[Source records]

╔══

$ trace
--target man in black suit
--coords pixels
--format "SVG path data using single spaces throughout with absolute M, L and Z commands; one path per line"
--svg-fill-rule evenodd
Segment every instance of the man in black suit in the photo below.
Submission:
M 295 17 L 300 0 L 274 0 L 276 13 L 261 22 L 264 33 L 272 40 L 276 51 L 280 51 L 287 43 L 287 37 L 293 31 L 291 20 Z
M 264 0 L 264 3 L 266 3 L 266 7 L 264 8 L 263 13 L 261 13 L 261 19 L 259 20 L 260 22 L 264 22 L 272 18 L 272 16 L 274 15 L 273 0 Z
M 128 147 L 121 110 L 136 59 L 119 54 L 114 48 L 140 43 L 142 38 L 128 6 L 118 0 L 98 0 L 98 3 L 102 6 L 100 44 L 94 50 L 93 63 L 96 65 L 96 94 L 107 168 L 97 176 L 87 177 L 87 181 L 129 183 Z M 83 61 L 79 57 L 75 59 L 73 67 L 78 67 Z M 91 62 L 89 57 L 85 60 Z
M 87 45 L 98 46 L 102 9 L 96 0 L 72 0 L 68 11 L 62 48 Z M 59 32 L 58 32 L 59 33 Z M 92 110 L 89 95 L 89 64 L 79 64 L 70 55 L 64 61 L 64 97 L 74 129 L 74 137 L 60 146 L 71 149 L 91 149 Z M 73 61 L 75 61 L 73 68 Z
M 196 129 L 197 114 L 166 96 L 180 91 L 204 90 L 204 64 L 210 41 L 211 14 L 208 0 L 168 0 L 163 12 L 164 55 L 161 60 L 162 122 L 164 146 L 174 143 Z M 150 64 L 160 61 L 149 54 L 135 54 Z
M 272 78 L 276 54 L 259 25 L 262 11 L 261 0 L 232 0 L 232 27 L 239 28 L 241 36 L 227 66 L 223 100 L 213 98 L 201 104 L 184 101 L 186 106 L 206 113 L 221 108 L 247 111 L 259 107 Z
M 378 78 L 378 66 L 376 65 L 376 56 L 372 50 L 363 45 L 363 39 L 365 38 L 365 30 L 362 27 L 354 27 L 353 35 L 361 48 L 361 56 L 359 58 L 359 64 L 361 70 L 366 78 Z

╚══

THE TASK. Given the records above, reproduce precisely and only the lines between the line holding "--target man in black suit" and the line holding "Segment every instance", inclusive.

SOLUTION BELOW.
--target man in black suit
--coords pixels
--format "SVG path data using single spaces throughout with absolute M, L and Z commands; one path per line"
--svg-fill-rule evenodd
Segment every instance of the man in black suit in the photo below.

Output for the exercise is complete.